Update the items below by replacing every occurrence of "Target" with "Object", leaving all other text unchanged.

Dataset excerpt
((

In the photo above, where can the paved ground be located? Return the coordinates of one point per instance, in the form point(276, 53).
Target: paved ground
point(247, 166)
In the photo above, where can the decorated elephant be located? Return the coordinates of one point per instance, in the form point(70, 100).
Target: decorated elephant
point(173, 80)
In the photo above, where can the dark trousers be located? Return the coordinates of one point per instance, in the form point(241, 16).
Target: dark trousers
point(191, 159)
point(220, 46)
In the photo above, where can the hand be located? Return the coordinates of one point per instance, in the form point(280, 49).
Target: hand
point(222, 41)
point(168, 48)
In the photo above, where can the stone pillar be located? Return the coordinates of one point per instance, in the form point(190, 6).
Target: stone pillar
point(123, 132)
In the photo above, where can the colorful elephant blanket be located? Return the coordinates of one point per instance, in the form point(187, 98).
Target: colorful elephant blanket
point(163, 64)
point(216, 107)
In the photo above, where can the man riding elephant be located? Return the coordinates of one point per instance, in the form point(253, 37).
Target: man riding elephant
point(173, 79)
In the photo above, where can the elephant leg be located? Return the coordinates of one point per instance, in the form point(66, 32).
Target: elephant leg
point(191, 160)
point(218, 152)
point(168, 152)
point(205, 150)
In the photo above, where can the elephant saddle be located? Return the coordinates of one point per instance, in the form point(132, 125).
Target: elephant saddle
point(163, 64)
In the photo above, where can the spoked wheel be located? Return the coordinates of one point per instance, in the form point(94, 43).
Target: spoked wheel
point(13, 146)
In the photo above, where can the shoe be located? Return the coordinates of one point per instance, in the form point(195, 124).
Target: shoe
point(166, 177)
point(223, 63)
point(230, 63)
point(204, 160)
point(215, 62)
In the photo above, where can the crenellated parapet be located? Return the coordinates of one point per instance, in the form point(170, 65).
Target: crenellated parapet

))

### Written response
In the photo above, where can the paved ground be located? Return the coordinates of one point per instance, in the form point(276, 53).
Object: paved ground
point(247, 166)
In the photo above, where can the decorated elephant be located? Return the coordinates of one point per instance, in the form point(70, 100).
Object: decorated elephant
point(173, 80)
In the photo above, where can the dark trousers be located? Return the coordinates of one point per instance, in the form point(241, 16).
Object: dark trousers
point(191, 159)
point(220, 46)
In the photo above, where can the hand be located? Return the coordinates of one point per instance, in the form point(280, 49).
Object: hand
point(222, 41)
point(168, 48)
In the photo above, where can the stone pillar be located? Return the coordinates of one point per instance, in the form point(190, 6).
Object: stone pillar
point(123, 132)
In the photo above, where can the colorful elephant blanket be located? Return the coordinates of one point per instance, in the form point(187, 98).
Object: colorful elephant blanket
point(163, 64)
point(216, 107)
In the photo above, where can the man riding elephant be located? Return the coordinates of one point per instance, in the form point(253, 37).
Object: man riding elephant
point(173, 79)
In the photo above, where can the elephant leg be located? Return the coordinates of one point per instance, in the form point(66, 32).
Object: elephant leg
point(191, 160)
point(218, 152)
point(168, 152)
point(205, 150)
In the photo above, where can the elephant saddle be located? Return the coordinates of one point per instance, in the form point(132, 125).
Object: elephant saddle
point(163, 64)
In the photo above, where can the spoked wheel be located? Return the coordinates of one point per instance, in the form point(94, 43).
Object: spoked wheel
point(13, 146)
In the photo above, where can the shoe be located? Return the coordinates of one point per instance, in the form point(195, 124).
Object: shoe
point(166, 177)
point(223, 63)
point(230, 63)
point(204, 160)
point(215, 62)
In the photo above, where can the crenellated parapet be located? Return the coordinates of one point per instance, in the form point(170, 65).
Object: crenellated parapet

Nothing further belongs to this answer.